__Work required__
Render each line of the listing below as a string in a JSON list, skipping blank lines and leaving out the pictures.

__Task data__
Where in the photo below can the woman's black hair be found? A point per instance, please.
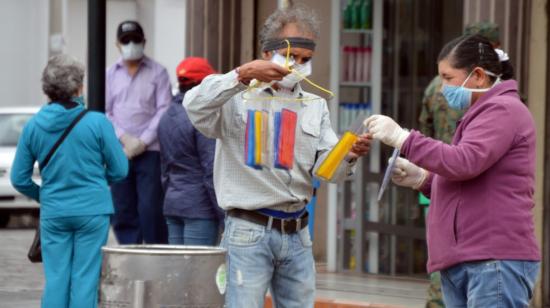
(468, 52)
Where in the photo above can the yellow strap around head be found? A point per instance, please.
(287, 60)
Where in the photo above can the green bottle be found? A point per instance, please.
(366, 9)
(347, 15)
(356, 15)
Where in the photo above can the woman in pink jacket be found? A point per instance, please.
(480, 226)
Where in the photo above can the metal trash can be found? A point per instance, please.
(147, 276)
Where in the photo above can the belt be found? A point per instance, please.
(287, 226)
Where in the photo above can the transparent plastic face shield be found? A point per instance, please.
(288, 64)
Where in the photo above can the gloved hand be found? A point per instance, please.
(132, 146)
(408, 174)
(386, 130)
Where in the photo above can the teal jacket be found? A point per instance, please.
(76, 180)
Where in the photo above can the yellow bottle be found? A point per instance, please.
(336, 156)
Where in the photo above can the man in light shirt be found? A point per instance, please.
(137, 94)
(266, 232)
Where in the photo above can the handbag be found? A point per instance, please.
(35, 251)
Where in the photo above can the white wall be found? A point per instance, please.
(169, 33)
(23, 51)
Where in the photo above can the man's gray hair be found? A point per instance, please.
(62, 77)
(304, 18)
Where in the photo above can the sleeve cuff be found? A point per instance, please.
(148, 138)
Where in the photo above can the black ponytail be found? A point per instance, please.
(468, 52)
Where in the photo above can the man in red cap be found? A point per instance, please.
(187, 157)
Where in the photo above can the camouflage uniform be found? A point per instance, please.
(438, 120)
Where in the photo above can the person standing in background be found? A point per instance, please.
(187, 158)
(438, 121)
(137, 94)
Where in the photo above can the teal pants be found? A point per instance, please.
(71, 253)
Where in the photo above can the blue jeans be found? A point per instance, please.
(138, 202)
(259, 257)
(495, 283)
(191, 231)
(71, 252)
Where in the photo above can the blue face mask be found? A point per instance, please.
(459, 97)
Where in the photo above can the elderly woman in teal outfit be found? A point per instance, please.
(75, 201)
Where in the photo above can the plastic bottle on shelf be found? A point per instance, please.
(367, 60)
(363, 14)
(358, 64)
(347, 15)
(356, 15)
(341, 116)
(345, 66)
(367, 12)
(351, 63)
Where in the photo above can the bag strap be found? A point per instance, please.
(62, 138)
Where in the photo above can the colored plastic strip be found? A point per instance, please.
(287, 135)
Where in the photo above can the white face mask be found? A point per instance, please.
(299, 71)
(132, 51)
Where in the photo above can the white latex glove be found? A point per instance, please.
(132, 146)
(386, 130)
(408, 174)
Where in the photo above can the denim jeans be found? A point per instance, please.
(259, 258)
(495, 283)
(138, 203)
(191, 231)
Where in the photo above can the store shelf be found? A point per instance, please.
(357, 31)
(352, 84)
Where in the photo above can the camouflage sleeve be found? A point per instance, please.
(425, 120)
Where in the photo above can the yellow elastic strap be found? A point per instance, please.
(287, 60)
(287, 54)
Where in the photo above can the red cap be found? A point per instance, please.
(194, 69)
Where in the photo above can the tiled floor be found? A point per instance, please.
(373, 289)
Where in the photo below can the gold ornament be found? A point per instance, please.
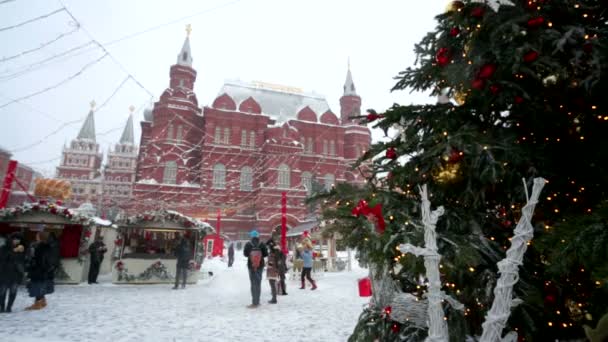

__Answer below__
[
  "Where in the photo below can the woman's black hair be found? A point per instance, please.",
  "(468, 52)",
  "Where in the photo above can the yellow strap around head be found? A point per instance, please.",
  "(287, 60)",
  "Where in the photo above can the green bottle be found? A point per instance, please.",
  "(366, 9)",
  "(347, 15)",
  "(356, 15)",
  "Where in the photo above can the woman in pink jacket be found? A point per instance, please.",
  "(480, 226)",
  "Where in the photo above can the metal trash can be found? A point per instance, please.",
  "(147, 276)",
  "Where in the photo above can the belt be found? A point per instance, please.",
  "(287, 226)",
  "Where in the photo above can the transparent plastic face shield be found? A point per instance, please.",
  "(288, 64)",
  "Where in the photo above can the gloved hand be found? A point per instance, please.",
  "(132, 146)",
  "(408, 174)",
  "(386, 130)",
  "Where in the photo above can the teal jacket be found? A point per instance, please.",
  "(76, 180)",
  "Where in the photo above can the yellow bottle be found? A point per instance, please.",
  "(336, 156)",
  "Where in the photo above can the man in light shirt be found? A point per instance, please.",
  "(137, 94)",
  "(266, 232)",
  "Where in the photo above can the handbag be found? A point per instance, please.",
  "(35, 251)",
  "Where in the photo above can the white wall be found? A point per instance, please.",
  "(169, 33)",
  "(23, 51)",
  "Where in the photo above can the man's gray hair be found? A point per instance, please.",
  "(62, 77)",
  "(304, 18)",
  "Where in the photo above can the sleeve cuff be found? A point per instance, please.",
  "(148, 138)",
  "Where in the photo above can the black ponytail be found? A point per instance, please.",
  "(468, 52)",
  "Where in the photo above can the man in red cap be found? A point per instance, please.",
  "(187, 157)",
  "Where in the photo above can the camouflage uniform be found? A point per instance, please.",
  "(438, 120)",
  "Where in the photo above can the person standing in background be found? A point per instance, please.",
  "(187, 158)",
  "(438, 121)",
  "(137, 94)",
  "Where in the photo above can the teal pants be found? A point per instance, please.",
  "(71, 253)",
  "Where in the photo above can the blue jeans be found? A point per instance, please.",
  "(138, 202)",
  "(259, 257)",
  "(495, 283)",
  "(191, 231)",
  "(71, 252)",
  "Where in the photo above can the blue face mask be found? A point per instance, please.",
  "(459, 97)",
  "Where in the photo above can the elderly woman in teal outfit be found? A point per instance, please.",
  "(75, 201)",
  "Where in the photo above can the plastic bottle on shelf be found? A point per instance, please.",
  "(367, 60)",
  "(363, 14)",
  "(358, 64)",
  "(347, 15)",
  "(356, 15)",
  "(341, 116)",
  "(345, 66)",
  "(367, 12)",
  "(351, 63)",
  "Where in the photo above can the bag strap be found? A point per instance, please.",
  "(62, 138)",
  "Where in the photo above can the colored plastic strip be found? A point per instance, please.",
  "(287, 135)",
  "Where in the photo above can the white face mask be found? A point per instance, please.",
  "(299, 71)",
  "(132, 51)",
  "Where in the photo above can the white latex glove be found? A point per instance, please.",
  "(132, 146)",
  "(386, 130)",
  "(408, 174)",
  "Where in the photo above can the denim jeans be found? A point per instance, please.",
  "(259, 258)",
  "(495, 283)",
  "(138, 203)",
  "(191, 231)",
  "Where in the photo above can the store shelf be found? A point per instance, please.",
  "(357, 31)",
  "(352, 84)",
  "Where in the photo above can the camouflage sleeve be found? A point per instance, please.",
  "(425, 120)",
  "Where in the photo above can the yellow elastic strap be found? A point per instance, please.",
  "(287, 60)",
  "(287, 54)",
  "Where in the photo above can the red cap be found? A point per instance, please.",
  "(194, 69)",
  "Where in the photo above can the tiled floor be found? A point per instance, please.",
  "(373, 289)",
  "Where in the photo below can the gold ornament be found? A point per instance, please."
]